→ **DIRECTIVES**
A. Using the wine tasting notes, answer each question on its own line:
(i) What price is listed for the 2016 San Pedro Gato Negro Pinot Noir?
(ii) After how many days open did the 2016 San Pedro 9 Lives Cabernet Sauvignon change dramatically?
(iii) Which grapes, in what proportions, make up the 2014 San Marzano Talò Salice Salentino?
B. Decide whether each statement agrees with the wine tasting notes. Answer yes or no and quote the words from the notes that settle it.
(i) The 2014 Domaine du Raifault Chinon has a bright ruby color.
(ii) The 2013 Xavier Flouret Riesling has 13% alcohol by volume.
(iii) The 2016 San Pedro 9 Lives Cabernet Sauvignon was very good right after opening.

→ **GIVEN TEXT**
━━━━━━━━━━━━━━━━━━━━━━━━━━━━━━
The message I’m trying to convey with all this pricing/influencing talk can be summarized like this: tasty wines exist at all price ranges. You can enjoy the wine for $5, and you can enjoy the wine for $95. Will you enjoy them equally? This is a tough question only you can answer. But let me share with you my experience with the wines from $5 to $95 which I tasted throughout this year – and then we can compare notes later on. Here we go:

Under $10:

2016 San Pedro Gato Negro Pinot Noir Valle Central DO Chile (13.5% ABV, $4.99)
Garnet
Characteristic Pinot Noir cherries and lavender on the nose, medium intensity
Simple, light, touch of tart cherries, baking spice, good acidity, overall not weary powerful, but offers lots of pleasure.
7+, simple but very nice glass of wine, and an amazing value.

2016 San Pedro 9 Lives Cabernet Sauvignon Reserve Chile (13.5% ABV, $9.99)
Garnet
Tobacco and cat pee
Pretty tannic, with some fruit notes hiding behind.
Not very good from the get-go.
After 3 days open – dramatic change, raspberries and blackberries on the palate, ripe fruit, good acidity, eucalyptus notes, medium body – very nice. Truly needed time ( even 2 days was not enough).
8- after 3 days.

Under $20:

2014 Domaine du Raifault Cuvée Tradition Chinon AOC (13% ABV, $17)
Bright Ruby color
Tobacco and cassis on the nose, bright and explicit
The same continues on the palate – cassis, tobacco, perfect acidity, bright, soft, round, delicious.
9, I can drink this wine any day, every day. Superb. This is the Cab Franc I want to drink.

2014 San Marzano Talò Salice Salentino DOP (13% ABV, $16.99, 85% Negroamaro, 15% Malvasia Nera, 6 months in French oak)
Dark garnet
Cherries, leather, earthy notes, granite, fresh, open, inviting
Ripe cherries, vanilla, toasted brioche, sweet tobacco, succulent, open, fresh acidity, medium+ body, excellent balance
8-/8, perfect from the get go
8+ on the second and next 3 days – lots of chewy dark fruit, generous, voluptuous, outstanding.

Under $40:

2013 Xavier Flouret Kavalier Riesling Kabinett Trocken Mosel (11% ABV, $25)
Bright Golden color
A touch of honey, lots of tropical fruit – guava, mango, white flowers, intense, pleasant
Cut trough acidity, lemon, green pineapple, intense minerality, excellent
8, great Riesling as it should be – I want to try it in 10 years.
━━━━━━━━━━━━━━━━━━━━━━━━━━━━━━
→ **STORED DATA**
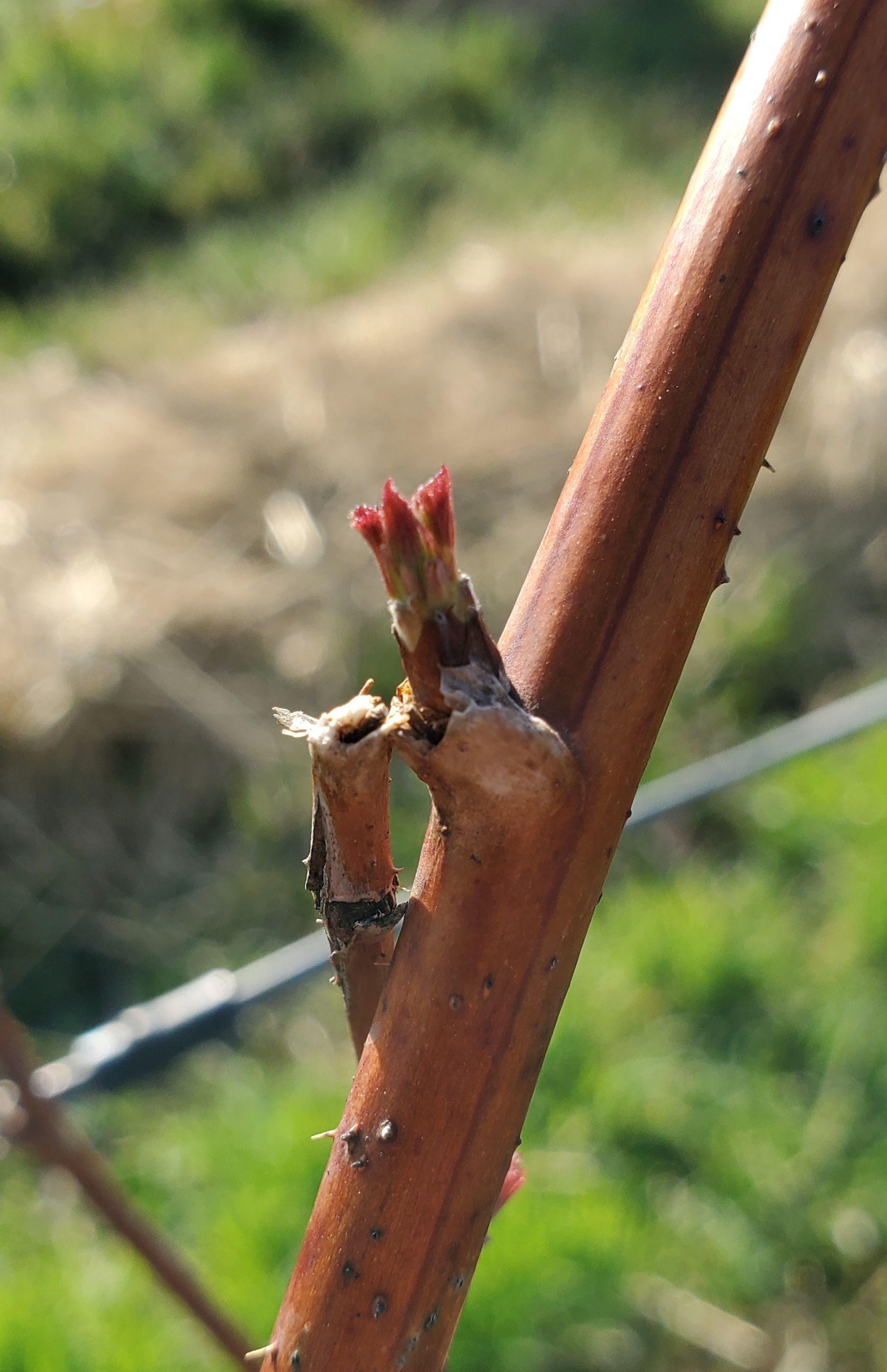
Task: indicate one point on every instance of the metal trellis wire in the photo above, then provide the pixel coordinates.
(146, 1037)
━━━━━━━━━━━━━━━━━━━━━━━━━━━━━━
→ **WORKED SOLUTIONS**
A.
(i) $4.99
(ii) 3 days
(iii) 85% Negroamaro and 15% Malvasia Nera

B.
(i) Yes: "Bright Ruby color"
(ii) No: "(11% ABV, $25)"
(iii) No: "Not very good from the get-go."